Set the listing down again exactly, please, apart from its pictures.
..............................
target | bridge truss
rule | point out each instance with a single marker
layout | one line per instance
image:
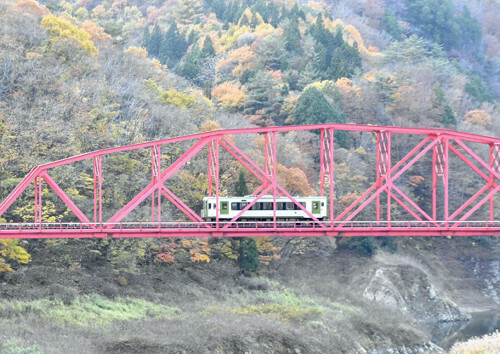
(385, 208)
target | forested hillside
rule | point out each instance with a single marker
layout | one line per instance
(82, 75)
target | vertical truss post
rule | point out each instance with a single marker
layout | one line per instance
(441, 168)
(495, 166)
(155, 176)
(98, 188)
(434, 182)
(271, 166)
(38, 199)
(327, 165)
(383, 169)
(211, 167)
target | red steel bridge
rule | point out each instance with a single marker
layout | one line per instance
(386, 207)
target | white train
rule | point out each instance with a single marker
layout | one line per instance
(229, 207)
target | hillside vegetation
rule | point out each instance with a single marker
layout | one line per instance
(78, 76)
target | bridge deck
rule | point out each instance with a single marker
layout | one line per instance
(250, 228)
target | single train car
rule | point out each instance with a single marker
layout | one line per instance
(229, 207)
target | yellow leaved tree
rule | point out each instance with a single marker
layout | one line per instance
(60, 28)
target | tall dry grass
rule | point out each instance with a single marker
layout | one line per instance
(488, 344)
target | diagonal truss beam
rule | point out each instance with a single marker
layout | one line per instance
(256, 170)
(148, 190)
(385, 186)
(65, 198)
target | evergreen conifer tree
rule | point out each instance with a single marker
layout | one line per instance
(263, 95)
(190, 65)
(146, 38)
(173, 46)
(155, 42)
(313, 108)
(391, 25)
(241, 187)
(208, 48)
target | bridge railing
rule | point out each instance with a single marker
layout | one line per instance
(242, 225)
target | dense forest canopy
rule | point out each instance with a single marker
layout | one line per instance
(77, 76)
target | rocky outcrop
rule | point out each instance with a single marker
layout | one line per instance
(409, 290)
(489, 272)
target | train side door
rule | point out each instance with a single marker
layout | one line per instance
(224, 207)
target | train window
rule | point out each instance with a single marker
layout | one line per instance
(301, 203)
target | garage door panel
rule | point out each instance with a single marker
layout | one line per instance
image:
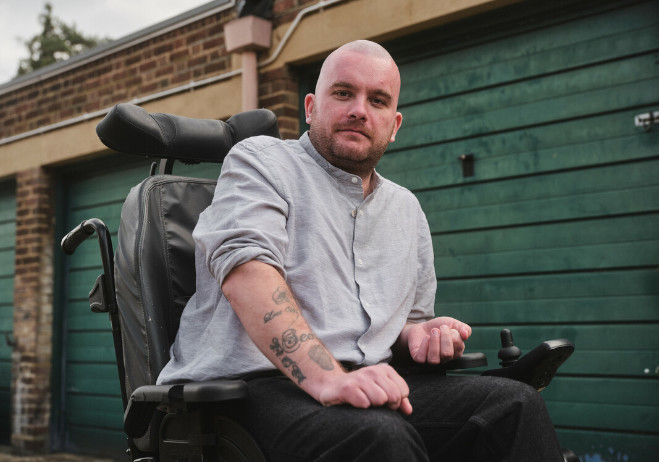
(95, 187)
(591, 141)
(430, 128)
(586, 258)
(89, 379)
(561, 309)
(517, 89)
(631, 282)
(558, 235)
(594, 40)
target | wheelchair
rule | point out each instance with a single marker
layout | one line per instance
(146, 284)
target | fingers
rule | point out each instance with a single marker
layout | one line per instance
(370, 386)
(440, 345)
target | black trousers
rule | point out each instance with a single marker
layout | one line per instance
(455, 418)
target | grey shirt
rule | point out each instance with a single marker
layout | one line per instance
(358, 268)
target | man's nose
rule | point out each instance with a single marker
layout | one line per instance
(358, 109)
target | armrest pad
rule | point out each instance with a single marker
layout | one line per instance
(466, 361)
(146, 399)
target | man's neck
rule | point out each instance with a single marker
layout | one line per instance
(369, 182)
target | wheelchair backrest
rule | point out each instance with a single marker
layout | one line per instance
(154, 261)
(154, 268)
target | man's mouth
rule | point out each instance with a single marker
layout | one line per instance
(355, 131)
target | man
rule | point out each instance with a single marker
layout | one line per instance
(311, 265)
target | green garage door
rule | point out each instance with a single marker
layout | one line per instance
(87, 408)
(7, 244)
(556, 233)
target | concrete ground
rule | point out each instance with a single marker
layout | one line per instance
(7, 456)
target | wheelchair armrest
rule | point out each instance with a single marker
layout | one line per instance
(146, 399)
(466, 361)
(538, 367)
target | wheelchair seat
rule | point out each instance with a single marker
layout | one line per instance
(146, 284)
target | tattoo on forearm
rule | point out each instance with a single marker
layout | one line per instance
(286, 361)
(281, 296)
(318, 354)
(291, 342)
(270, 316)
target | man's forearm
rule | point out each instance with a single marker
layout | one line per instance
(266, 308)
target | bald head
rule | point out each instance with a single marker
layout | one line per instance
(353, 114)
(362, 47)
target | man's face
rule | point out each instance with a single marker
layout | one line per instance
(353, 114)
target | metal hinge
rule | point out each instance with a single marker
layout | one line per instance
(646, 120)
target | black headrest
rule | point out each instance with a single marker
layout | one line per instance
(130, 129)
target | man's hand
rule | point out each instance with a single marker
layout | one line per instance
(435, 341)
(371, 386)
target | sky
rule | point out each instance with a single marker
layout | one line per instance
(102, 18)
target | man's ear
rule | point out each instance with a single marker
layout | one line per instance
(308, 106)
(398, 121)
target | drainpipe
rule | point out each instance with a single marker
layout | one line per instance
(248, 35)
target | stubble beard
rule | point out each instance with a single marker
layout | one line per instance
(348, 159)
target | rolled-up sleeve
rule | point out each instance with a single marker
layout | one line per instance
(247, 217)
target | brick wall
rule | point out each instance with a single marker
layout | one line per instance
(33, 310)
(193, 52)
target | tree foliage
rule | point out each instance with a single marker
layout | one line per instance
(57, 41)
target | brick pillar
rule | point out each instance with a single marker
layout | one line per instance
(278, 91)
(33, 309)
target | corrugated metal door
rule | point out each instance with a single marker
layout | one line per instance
..............................
• _Result of the exercise_:
target | bridge truss
rule | point out each instance with a single marker
layout | one line per instance
image:
(385, 208)
target | forested hillside
rule | point out each instance with a single marker
layout | one line per instance
(82, 75)
target | vertical truss post
rule | point out each instance with a single marker
layout | one line per instance
(441, 168)
(495, 166)
(155, 176)
(98, 188)
(434, 182)
(271, 166)
(38, 199)
(327, 165)
(383, 169)
(211, 167)
target | red steel bridge
rule | point out each instance with a single marker
layout | one line per instance
(386, 207)
target | white train
rule | point out each instance with a single marker
layout | one line per instance
(229, 207)
target | hillside vegetation
rule | point out each instance with a single marker
layout | one line per instance
(78, 76)
target | bridge deck
rule | point out each instance with a single marker
layout | one line per instance
(250, 228)
target | single train car
rule | point out each instance with a single marker
layout | one line per instance
(229, 207)
target | yellow leaved tree
rule | point out each instance with a single marker
layout | one line per instance
(60, 28)
target | tall dry grass
rule | point out each instance with a single marker
layout | one line per instance
(488, 344)
target | diagonal truss beam
rule | point out each instance with a single marker
layout | one line per instance
(256, 170)
(148, 190)
(385, 186)
(65, 198)
target | evergreen conifer tree
rule | point out each instance with a single marker
layout | one line per instance
(263, 95)
(190, 65)
(146, 38)
(173, 46)
(155, 42)
(313, 108)
(391, 25)
(241, 187)
(208, 48)
target | bridge railing
rule | point out each instance with a single marker
layout | one line per instance
(242, 225)
target | dense forest canopy
rule | point out each instance with a single marker
layout | one line per instance
(77, 76)
target | rocky outcrop
rule | point out each instance with a single marker
layout | one line per instance
(409, 290)
(489, 272)
target | train side door
rule | point out each instance with a single marker
layout | one line per instance
(224, 207)
target | train window
rule | point out each instance with a single marker
layout | one line per instance
(301, 203)
target | garage door panel
rule | point out each instance with a single marker
layout | one line per instance
image:
(95, 187)
(591, 141)
(430, 128)
(586, 258)
(89, 379)
(561, 309)
(517, 89)
(631, 282)
(558, 235)
(594, 40)
target | wheelchair
rule | point out each instance with a single marker
layout | one line per instance
(146, 284)
target | fingers
rule | point out each instance with a single marker
layout | one line per instance
(370, 386)
(440, 345)
target | black trousers
rule | point out each instance with a single marker
layout | one line per instance
(455, 418)
target | grey shirt
rule | point out each instance with a single marker
layout | one line per instance
(358, 268)
target | man's nose
rule | point out each instance with a single marker
layout | one line per instance
(358, 109)
target | armrest pad
rule | point out each instance with a single marker
layout | one line per instance
(466, 361)
(146, 399)
target | man's neck
rule | point out each instance with a single marker
layout | one line per instance
(369, 182)
target | wheelchair backrest
rule | point out each instance with a single marker
layout | one line per instance
(154, 261)
(154, 268)
target | man's mouth
rule | point out each instance with a single marker
layout | one line per instance
(355, 131)
target | man
rule | point out each instance with a single marker
layout | one line per instance
(311, 265)
target | green garage door
rule | point out each instance with a single marker
layout | one line per instance
(87, 408)
(7, 244)
(556, 233)
target | concrete ground
rule | point out each instance with a single marker
layout | one line per instance
(7, 456)
target | wheelchair armrest
rule | point out each instance with a single marker
layout | one line per instance
(146, 399)
(466, 361)
(538, 367)
target | wheelchair seat
rule | point out each instance with a single marker
layout | one line per instance
(146, 284)
target | tattoo on forearm
rule | point out each instance with a single marker
layout | one line per instance
(286, 361)
(281, 296)
(318, 354)
(291, 342)
(270, 316)
target | man's forearm
rule | point out each instance with a single marker
layout | one line per instance
(266, 308)
target | bald head
rule | point out each instance with a single marker
layout | one line per instance
(353, 114)
(362, 47)
target | man's face
rule | point out each instance with a single marker
layout | one line per instance
(353, 114)
target | metal hinge
rule | point out each instance with a single marker
layout | one line per instance
(646, 120)
target | black headrest
rule | point out each instance with a single marker
layout | one line per instance
(130, 129)
target | man's hand
rule | point out each instance with a single marker
layout | one line per instance
(435, 341)
(371, 386)
target | sky
rule | point out each instance with a single marker
layout | one line per instance
(102, 18)
target | man's ear
rule | point out each instance with a single marker
layout | one line per instance
(308, 106)
(398, 121)
target | drainpipe
rule | point out each instance with a single marker
layout | one line per instance
(248, 35)
target | stubble beard
rule | point out each instance with a single marker
layout | one line per instance
(348, 159)
target | rolled-up sleeve
rule | point out each instance with a single marker
layout | one line per instance
(247, 217)
target | brick wall
rule | point out each instance with a single marker
layout | one line per instance
(33, 310)
(193, 52)
target | tree foliage
rule | point out each instance with a single marker
layout | one line per instance
(57, 41)
target | brick pillar
rule | point out each instance with a single marker
layout | one line per instance
(278, 91)
(33, 309)
target | corrugated metal door
rule | point out each instance with a single marker
layout | one line per instance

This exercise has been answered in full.